ESTRATTO DELLA FONTE:
Quanto (e come) la differenza di genere influenza abitudini e comportamenti dei collezionisti? Quanto può dirsi sanata la disparità tra artisti uomini e le loro colleghe donne? Ecco cosa sta cambiando (e cosa no) in un mondo storicamente “maschile” come quello dell’arte
Nonostante le tante novità di quest’anno (dalle aste online alle viewing room digitali), alcune cose sembrano essere rimaste inesorabilmente uguali. Una fra tutte, la scarsa presenza di donne all’interno del mondo dell’arte. Che si parli di artiste, collezioniste o battitrici, la percentuale femminile resta sempre drammaticamente bassa rispetto a quella dei loro corrispettivi maschili.
Basti pensare che il 90% dei lotti venduti quest’anno dalle maggiori case d’asta (Christie’s, Sotheby’s e Phillips) corrispondono a lavori realizzati da uomini. Una percentuale apparentemente troppo alta per essere dovuta soltanto a fattori estetici e qualitativi, ma che trova conferma nella classifica dei 100 artisti più venduti del 2020, dove i maschi battono le colleghe con uno schiacciante 85 a 15.
Una differenza che appare lampante anche analizzando la maggior parte delle collezioni museali, in cui la scarsa presenza femminile è, nella maggior parte dei casi, dovuta a una commissione di selezione formata in prevalenza da uomini.
Una differenza che si ripete quasi immutata quando si passa a considerare l’altra faccia della medaglia: i collezionisti. Ad acquistare da battitori (prevalentemente maschi) sono soprattutto uomini, genere statisticamente più attratto da settori ad alto rischio come per esempio il mondo della finanza o, appunto, quello dell’arte. Il brivido insito in un investimento incerto pare essere direttamente correlato all’accrescimento dell’ego dell’investitore, che quindi considera l’oggetto d’arte come un trofeo da esibire.
Secondo alcuni studi, l’elemento discriminante tra il collezionismo maschile e quello femminile potrebbe essere proprio la percezione del valore, che cambierebbe a seconda del genere. Sembra infatti che, al contrario degli uomini, le donne siano più interessate a creare valore dove prima non c’era rispetto che a collezionare semplicemente per il gusto di farlo.
Ipotesi confermata anche da diversi art advisors, secondo i quali gli uomini tendono a preferire opere ritenute di valore da altri uomini, mentre le scelte delle donne sono guidate da motivazioni ulteriori. Motivazioni che fanno sì che spesso le collezioniste preferiscano acquistare direttamente dagli artisti che vogliono sostenere piuttosto che in asta.

Voci tratte da un set di dati:
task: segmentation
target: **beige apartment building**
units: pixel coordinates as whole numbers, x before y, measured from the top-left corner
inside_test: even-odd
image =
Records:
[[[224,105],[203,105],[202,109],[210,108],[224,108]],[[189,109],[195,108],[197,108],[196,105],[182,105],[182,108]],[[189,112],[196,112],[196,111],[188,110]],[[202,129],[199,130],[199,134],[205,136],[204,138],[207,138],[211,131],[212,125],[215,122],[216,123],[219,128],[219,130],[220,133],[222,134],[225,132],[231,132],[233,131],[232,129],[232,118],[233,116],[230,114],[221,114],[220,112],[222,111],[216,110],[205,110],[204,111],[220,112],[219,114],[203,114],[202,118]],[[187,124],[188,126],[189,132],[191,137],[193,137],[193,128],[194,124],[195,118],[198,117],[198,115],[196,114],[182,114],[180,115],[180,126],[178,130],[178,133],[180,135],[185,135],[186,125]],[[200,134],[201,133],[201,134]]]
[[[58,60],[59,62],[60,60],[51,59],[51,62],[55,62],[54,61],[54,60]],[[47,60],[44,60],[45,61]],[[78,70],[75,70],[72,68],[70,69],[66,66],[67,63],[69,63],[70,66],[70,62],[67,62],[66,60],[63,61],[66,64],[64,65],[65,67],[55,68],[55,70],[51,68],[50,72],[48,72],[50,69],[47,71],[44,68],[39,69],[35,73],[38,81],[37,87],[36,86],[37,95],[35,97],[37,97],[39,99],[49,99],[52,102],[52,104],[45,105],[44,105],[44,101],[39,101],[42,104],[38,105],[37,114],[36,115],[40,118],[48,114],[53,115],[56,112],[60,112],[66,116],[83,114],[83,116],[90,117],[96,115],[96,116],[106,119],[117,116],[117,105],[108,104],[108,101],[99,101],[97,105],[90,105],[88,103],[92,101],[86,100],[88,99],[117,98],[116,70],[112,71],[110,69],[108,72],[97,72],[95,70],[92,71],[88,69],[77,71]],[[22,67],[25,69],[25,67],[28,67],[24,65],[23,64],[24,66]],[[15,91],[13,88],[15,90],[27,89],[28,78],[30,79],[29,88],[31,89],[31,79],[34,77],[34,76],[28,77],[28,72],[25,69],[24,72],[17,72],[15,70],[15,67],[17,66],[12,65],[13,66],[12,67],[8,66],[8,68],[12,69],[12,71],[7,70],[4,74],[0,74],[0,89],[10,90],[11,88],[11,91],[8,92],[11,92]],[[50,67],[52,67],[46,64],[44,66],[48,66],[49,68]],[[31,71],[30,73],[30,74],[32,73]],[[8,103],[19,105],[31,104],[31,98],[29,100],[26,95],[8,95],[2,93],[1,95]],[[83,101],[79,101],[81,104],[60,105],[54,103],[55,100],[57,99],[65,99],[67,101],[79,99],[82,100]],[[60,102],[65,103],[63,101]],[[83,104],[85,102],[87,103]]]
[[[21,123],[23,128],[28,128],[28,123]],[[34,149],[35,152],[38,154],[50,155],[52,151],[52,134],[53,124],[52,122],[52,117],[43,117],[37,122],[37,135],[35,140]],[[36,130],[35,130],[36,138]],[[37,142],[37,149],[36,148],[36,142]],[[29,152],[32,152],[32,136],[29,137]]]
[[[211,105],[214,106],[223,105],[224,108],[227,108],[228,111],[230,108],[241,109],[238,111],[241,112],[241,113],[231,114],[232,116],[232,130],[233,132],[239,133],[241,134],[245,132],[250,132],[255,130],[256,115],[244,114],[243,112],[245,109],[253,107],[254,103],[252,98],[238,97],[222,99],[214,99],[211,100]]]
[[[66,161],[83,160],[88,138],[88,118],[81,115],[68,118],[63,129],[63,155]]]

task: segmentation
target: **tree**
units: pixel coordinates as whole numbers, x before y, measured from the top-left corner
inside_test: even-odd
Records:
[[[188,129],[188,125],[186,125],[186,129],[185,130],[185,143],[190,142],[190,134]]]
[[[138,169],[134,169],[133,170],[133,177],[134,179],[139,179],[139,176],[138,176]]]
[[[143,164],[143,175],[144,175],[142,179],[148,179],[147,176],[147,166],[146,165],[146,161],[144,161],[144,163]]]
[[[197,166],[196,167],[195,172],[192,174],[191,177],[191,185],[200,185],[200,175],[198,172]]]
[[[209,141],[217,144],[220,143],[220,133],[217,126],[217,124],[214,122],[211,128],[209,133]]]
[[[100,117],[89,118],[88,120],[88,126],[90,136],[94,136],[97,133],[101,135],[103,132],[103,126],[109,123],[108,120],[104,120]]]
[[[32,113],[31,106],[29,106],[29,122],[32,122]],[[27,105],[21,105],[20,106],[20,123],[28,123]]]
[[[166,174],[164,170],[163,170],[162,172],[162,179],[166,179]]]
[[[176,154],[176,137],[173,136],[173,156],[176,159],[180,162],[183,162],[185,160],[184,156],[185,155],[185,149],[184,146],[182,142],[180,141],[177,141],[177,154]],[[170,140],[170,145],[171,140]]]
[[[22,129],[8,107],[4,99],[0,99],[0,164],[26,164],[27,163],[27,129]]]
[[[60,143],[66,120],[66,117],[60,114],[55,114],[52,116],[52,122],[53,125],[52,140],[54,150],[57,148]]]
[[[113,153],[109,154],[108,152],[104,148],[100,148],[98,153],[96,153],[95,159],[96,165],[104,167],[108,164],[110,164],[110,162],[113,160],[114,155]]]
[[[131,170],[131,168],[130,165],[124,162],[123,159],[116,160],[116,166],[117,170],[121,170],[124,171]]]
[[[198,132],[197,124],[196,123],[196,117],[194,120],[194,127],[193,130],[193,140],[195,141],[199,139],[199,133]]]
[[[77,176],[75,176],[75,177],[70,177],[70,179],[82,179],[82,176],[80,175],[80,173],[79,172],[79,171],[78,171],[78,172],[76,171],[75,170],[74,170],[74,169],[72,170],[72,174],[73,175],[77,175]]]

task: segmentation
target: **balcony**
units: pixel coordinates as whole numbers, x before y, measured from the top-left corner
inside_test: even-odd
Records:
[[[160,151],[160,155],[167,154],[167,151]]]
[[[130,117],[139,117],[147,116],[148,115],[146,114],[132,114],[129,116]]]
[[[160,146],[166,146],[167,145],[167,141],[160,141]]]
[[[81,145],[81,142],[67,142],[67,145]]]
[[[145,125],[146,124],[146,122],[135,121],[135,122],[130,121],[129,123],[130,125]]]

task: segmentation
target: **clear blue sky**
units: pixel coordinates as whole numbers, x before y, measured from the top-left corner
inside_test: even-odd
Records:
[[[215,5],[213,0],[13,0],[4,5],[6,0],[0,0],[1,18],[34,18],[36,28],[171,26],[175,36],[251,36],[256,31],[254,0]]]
...
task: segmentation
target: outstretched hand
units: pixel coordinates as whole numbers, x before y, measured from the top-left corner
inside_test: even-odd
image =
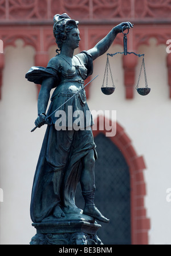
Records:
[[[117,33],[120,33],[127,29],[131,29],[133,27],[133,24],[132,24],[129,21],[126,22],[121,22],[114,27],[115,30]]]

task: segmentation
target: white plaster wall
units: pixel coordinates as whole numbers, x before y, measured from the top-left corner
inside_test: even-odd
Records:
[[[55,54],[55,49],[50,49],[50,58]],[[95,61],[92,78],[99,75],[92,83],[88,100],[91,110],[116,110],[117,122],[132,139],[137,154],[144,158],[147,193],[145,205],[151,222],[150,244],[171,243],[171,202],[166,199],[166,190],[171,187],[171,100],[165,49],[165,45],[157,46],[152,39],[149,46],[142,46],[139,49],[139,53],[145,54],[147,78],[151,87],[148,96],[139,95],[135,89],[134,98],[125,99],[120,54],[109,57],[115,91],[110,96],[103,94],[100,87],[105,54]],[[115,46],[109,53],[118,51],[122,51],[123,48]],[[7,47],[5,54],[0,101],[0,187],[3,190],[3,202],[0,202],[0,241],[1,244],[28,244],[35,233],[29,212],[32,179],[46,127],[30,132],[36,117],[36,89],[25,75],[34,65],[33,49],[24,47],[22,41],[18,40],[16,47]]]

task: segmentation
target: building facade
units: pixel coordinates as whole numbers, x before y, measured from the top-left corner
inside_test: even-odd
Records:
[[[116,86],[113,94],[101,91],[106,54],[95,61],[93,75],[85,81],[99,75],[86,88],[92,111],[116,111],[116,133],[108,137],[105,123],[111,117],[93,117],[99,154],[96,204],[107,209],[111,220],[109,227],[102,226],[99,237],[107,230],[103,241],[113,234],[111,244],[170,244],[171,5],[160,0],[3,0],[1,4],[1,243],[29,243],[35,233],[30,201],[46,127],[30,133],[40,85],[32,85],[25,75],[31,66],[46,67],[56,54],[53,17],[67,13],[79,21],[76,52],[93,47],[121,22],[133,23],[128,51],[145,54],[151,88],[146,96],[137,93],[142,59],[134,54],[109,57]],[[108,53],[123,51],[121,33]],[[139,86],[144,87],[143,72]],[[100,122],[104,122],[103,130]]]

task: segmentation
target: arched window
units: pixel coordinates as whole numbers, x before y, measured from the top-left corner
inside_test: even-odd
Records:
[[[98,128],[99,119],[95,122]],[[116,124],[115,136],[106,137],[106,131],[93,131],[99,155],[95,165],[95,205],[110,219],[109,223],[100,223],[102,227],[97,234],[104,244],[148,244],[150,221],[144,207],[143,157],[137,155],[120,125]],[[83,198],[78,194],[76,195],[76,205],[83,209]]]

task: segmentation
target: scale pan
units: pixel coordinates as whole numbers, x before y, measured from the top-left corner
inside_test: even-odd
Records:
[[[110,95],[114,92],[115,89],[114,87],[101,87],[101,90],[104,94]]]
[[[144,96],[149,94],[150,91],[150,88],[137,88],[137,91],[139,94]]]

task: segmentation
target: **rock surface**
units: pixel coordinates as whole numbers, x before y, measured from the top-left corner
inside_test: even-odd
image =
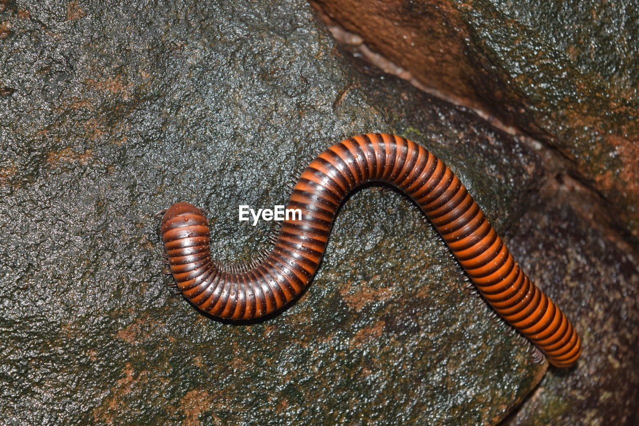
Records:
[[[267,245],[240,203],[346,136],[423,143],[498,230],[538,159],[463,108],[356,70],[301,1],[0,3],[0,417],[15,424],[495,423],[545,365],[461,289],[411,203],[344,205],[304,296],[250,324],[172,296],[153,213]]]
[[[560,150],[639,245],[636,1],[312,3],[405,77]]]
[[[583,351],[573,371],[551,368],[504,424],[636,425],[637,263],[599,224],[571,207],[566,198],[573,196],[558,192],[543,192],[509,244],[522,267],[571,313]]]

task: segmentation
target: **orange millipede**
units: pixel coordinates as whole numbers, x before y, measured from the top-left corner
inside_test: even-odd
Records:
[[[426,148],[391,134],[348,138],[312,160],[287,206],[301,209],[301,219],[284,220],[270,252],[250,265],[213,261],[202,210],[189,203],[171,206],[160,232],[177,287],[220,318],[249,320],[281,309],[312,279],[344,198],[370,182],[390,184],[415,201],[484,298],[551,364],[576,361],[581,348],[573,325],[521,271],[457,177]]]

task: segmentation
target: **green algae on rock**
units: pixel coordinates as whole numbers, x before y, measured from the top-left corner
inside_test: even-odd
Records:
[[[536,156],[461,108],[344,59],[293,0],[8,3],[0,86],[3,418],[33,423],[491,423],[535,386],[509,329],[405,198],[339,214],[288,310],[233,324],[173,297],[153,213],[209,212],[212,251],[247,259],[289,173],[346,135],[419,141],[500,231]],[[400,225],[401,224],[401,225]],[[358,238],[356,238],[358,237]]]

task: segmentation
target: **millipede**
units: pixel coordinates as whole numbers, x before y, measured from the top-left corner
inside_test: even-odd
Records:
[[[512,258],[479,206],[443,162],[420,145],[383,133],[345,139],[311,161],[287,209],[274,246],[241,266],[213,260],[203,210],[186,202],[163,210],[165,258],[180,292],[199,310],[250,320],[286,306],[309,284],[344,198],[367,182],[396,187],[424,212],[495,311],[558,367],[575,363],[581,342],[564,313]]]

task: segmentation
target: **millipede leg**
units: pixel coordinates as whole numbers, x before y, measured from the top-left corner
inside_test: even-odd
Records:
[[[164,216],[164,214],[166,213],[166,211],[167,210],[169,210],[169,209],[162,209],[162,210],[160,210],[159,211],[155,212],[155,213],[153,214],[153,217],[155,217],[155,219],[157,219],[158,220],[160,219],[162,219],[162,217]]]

ISTRUZIONI: Prosegua il testo sulla differenza di genere nel mondo dell'arte, riprendendo subito dopo l'ultima frase riportata. Il materiale non ha alcun legame con il testo sulla differenza di genere nel mondo dell'arte.

SOLUZIONE:
E anche se la natura privata delle vendite rende quasi impossibile conoscere il numero esatto di compratrici e compratori, si può comunque ipotizzare con una certa sicurezza che la disuguaglianza si mantenga inalterata anche all’intento delle auction rooms. Una sproporzione influenzata anche dalla diversa propensione ad assumersi dei rischi.
Alcune ricerche psicologiche sottolineano infatti come le donne siano meno propense a correre rischi nel momento in cui il livello di stress si fa più alto, proporzione che tendenzialmente si inverte nel caso degli uomini.
Va poi tenuto conto di alcuni fattori “culturali”. Tradizionalmente, le donne sono infatti meno incoraggiate a scendere in campo in prima persona nella gestione delle proprie finanze, lasciando le decisioni sulla gestione a lungo termine del proprio patrimonio in mano ai mariti. Si potrebbe dunque pensare che nel collezionismo “di coppia” sia soprattutto l’uomo an prendere le decisioni.
Ma la realtà è sempre più complessa e variegata di come appare nelle statistiche. Secondo gli specialisti di Christie’s, infatti, nella maggior parte dei casi sono le donne a prendere decisioni, dal momento che non sempre la “mente” corrisponde al braccio che stacca l’assegno.
Ma se quanto appena detto può in parte spiegare la minor presenza femminile all’interno dei meccanismi del mercato dell’arte, non basta comunque a giustificarla del tutto.
È ovvio che questo fenomeno affondi le proprie radici ben al di là del solo mondo delle case d’aste. Una possibile (e inquietante) analogia è per esempio quello tra i trend di acquisto in campo artistico e le assunzioni in America. Nonostante il numero di CEO donne nelle più grosse compagnie americane sia raddoppiato tra il 2019 e il 2020, queste aziende restano comunque pochissime (circa il 6% del totale). Passando poi ad analizzare il salario medio di lavoratori e lavoratrici, si nota che a ogni dollaro intascato dai primi corrispondono 85 centesimi guadagnati dalle seconde.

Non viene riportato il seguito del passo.